(Written request):
Output, with no changes, the span of lines that opens with the line containing "Exercise. Point to every instance of the brown" and closes with the last line.

┌─ Provided data

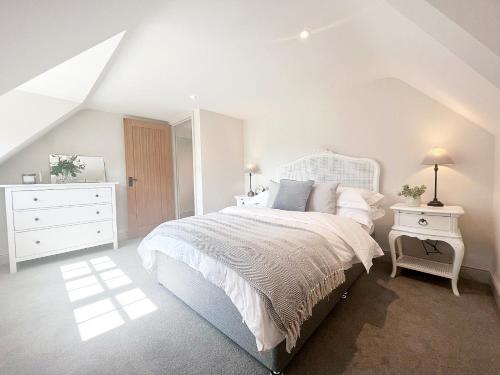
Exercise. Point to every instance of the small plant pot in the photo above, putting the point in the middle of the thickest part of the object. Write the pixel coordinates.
(413, 202)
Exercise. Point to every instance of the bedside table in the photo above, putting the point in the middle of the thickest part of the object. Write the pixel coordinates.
(246, 201)
(427, 223)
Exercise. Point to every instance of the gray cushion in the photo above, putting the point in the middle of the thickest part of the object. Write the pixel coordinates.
(293, 195)
(323, 198)
(273, 192)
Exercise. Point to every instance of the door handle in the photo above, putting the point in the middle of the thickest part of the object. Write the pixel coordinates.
(131, 181)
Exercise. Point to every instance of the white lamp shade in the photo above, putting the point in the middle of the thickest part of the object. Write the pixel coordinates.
(251, 168)
(438, 156)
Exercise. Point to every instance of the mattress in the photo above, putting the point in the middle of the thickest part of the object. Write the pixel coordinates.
(215, 306)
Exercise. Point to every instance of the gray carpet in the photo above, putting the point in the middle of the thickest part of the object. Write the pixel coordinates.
(409, 325)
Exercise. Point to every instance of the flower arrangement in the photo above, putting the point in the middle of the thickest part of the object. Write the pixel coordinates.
(412, 194)
(66, 167)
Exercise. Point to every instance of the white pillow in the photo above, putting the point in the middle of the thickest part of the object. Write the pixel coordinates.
(357, 198)
(323, 198)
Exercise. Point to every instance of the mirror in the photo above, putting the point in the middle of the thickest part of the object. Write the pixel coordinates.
(76, 168)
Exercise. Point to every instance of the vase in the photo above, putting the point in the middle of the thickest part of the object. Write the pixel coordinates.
(413, 202)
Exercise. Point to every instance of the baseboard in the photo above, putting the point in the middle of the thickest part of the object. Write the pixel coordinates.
(469, 273)
(122, 235)
(495, 288)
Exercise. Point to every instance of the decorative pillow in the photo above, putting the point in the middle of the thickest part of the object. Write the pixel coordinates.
(357, 198)
(323, 198)
(273, 192)
(293, 195)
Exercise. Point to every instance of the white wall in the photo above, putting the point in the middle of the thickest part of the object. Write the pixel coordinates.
(88, 132)
(496, 210)
(395, 124)
(219, 160)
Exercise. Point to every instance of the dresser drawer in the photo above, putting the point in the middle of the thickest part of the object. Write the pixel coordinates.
(43, 241)
(425, 221)
(47, 217)
(59, 197)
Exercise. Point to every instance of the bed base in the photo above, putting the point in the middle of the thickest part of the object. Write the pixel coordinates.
(214, 306)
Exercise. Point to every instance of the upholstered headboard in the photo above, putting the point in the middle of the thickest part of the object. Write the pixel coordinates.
(328, 166)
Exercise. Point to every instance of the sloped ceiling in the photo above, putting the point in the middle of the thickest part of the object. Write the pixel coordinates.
(37, 35)
(241, 58)
(41, 103)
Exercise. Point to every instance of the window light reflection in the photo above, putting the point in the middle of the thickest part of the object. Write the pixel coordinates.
(100, 276)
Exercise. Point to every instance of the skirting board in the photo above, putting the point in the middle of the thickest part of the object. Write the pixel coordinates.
(469, 273)
(495, 289)
(4, 259)
(4, 256)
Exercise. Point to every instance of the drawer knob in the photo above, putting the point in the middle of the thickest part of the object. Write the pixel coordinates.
(423, 222)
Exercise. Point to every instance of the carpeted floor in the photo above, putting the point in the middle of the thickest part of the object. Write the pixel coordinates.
(130, 325)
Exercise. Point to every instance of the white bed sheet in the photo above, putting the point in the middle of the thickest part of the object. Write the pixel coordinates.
(350, 240)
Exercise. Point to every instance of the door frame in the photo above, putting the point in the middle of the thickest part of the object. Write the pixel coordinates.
(187, 117)
(131, 203)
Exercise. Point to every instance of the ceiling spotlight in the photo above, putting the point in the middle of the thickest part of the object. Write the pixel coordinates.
(304, 34)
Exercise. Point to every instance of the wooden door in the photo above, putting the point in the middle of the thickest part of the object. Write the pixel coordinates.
(150, 183)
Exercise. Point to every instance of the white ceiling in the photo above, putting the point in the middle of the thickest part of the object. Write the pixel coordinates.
(241, 57)
(73, 79)
(244, 58)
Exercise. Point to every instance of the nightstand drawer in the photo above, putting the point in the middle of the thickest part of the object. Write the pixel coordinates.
(425, 221)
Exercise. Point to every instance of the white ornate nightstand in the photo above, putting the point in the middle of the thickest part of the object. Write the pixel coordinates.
(246, 201)
(427, 223)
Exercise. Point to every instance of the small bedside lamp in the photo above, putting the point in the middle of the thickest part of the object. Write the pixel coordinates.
(437, 156)
(251, 168)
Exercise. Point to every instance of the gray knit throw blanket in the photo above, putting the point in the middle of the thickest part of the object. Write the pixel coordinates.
(291, 268)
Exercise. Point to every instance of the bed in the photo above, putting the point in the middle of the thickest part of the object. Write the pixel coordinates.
(237, 306)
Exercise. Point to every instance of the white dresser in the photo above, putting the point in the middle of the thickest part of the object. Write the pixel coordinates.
(44, 220)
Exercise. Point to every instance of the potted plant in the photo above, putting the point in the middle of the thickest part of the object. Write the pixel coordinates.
(67, 167)
(413, 195)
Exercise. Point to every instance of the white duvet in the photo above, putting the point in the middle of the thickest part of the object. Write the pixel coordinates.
(351, 242)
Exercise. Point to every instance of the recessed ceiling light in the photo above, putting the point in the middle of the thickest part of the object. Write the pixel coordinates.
(304, 34)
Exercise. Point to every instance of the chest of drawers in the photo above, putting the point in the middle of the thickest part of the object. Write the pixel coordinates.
(44, 220)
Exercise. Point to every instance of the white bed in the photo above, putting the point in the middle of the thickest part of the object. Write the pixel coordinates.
(351, 241)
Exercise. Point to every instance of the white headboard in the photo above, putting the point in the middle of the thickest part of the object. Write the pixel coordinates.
(328, 166)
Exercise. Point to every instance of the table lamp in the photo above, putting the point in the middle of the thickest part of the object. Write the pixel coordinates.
(251, 168)
(437, 156)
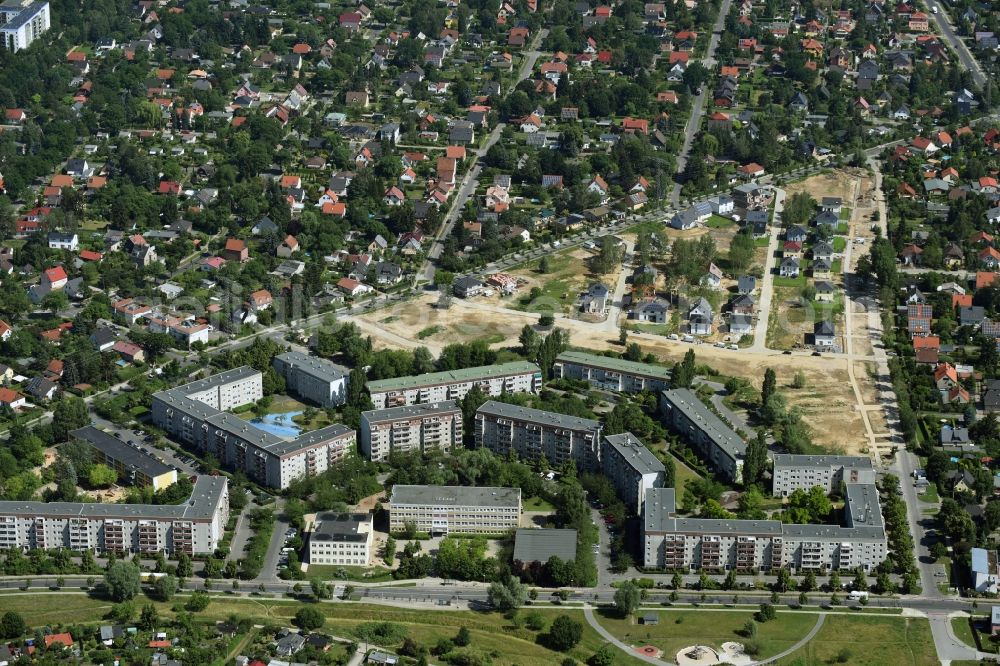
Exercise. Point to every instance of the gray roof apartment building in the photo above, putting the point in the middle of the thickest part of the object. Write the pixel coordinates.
(792, 472)
(314, 379)
(532, 433)
(611, 374)
(132, 465)
(454, 509)
(514, 377)
(422, 427)
(196, 415)
(707, 433)
(631, 467)
(670, 542)
(194, 527)
(534, 545)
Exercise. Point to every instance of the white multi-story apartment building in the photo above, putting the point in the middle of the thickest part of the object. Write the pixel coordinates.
(454, 509)
(532, 433)
(194, 527)
(717, 545)
(312, 378)
(792, 472)
(422, 427)
(631, 467)
(22, 23)
(195, 414)
(343, 539)
(493, 380)
(611, 374)
(708, 434)
(132, 465)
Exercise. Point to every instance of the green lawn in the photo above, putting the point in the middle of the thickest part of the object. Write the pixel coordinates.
(678, 629)
(868, 641)
(930, 494)
(537, 504)
(491, 632)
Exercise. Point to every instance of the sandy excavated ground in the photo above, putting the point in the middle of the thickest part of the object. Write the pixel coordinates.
(827, 402)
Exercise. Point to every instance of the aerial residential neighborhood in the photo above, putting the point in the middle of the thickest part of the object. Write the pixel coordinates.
(499, 333)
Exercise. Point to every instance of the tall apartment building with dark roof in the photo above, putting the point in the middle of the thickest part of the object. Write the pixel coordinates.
(532, 433)
(196, 415)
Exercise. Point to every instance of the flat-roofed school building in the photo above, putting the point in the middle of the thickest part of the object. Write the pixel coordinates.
(454, 509)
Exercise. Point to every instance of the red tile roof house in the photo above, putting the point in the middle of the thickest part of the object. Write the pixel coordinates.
(236, 250)
(130, 352)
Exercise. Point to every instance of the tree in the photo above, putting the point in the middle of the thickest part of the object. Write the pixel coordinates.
(12, 625)
(627, 598)
(507, 594)
(564, 634)
(529, 341)
(769, 387)
(122, 581)
(309, 618)
(165, 587)
(148, 618)
(756, 460)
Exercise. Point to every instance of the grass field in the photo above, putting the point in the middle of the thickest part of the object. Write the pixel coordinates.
(678, 629)
(538, 504)
(868, 641)
(491, 633)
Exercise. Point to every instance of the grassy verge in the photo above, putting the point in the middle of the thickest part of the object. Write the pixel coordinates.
(869, 641)
(680, 629)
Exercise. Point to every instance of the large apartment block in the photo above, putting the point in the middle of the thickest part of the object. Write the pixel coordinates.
(693, 544)
(493, 380)
(21, 23)
(455, 509)
(194, 527)
(314, 379)
(631, 467)
(792, 472)
(132, 465)
(421, 427)
(196, 415)
(532, 433)
(611, 374)
(707, 433)
(341, 539)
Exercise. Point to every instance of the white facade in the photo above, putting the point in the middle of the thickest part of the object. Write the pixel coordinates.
(341, 540)
(792, 472)
(196, 415)
(21, 24)
(533, 433)
(631, 467)
(493, 380)
(455, 509)
(692, 544)
(195, 527)
(410, 428)
(312, 378)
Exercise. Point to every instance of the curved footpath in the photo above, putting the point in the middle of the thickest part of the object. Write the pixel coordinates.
(588, 612)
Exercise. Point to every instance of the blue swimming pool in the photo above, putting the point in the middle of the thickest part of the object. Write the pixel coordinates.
(279, 424)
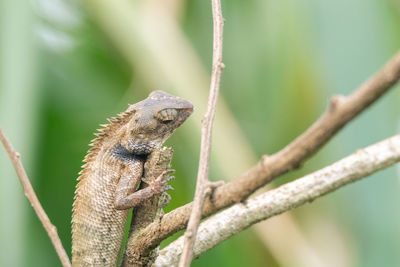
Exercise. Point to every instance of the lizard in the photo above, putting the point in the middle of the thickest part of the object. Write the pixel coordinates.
(113, 169)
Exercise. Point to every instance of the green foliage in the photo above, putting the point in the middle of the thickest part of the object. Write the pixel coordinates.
(284, 59)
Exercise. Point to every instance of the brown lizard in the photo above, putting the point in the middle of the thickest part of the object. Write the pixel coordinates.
(114, 166)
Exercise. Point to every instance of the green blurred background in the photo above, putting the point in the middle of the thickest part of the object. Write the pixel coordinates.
(67, 66)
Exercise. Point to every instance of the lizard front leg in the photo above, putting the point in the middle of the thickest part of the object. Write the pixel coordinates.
(126, 195)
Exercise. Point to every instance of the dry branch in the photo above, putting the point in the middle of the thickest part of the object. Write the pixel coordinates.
(341, 111)
(30, 194)
(206, 132)
(289, 196)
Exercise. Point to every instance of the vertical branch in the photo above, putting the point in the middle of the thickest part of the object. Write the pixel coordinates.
(30, 194)
(202, 175)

└─

(Written answer):
Exercise. Point to every instance of the brown lizard in the photo above, putting the point in the middle of the thickest part of the object. Write the pixel coordinates.
(114, 166)
Exercise. Point to every instance of the green blurred background in the photo above, putting the point in the middle of the thickest part of the object. Write the pixel coordinates.
(67, 66)
Exercise. Point to every instance of the lizard front leg in the photo above, putting the point in the middle of the thickest part of the object. Write the pixel coordinates.
(126, 195)
Exercise. Point to every instance of the dry branch in the photo above, putting the point in the middle of the thickest part of the object. Write the pixel coordinates.
(341, 111)
(30, 194)
(206, 132)
(289, 196)
Exercise. Point to every instance of the vertical branch in the photo above, putting the point in the middle of the thickest part of the object. Write the pixel coordinates.
(30, 194)
(202, 175)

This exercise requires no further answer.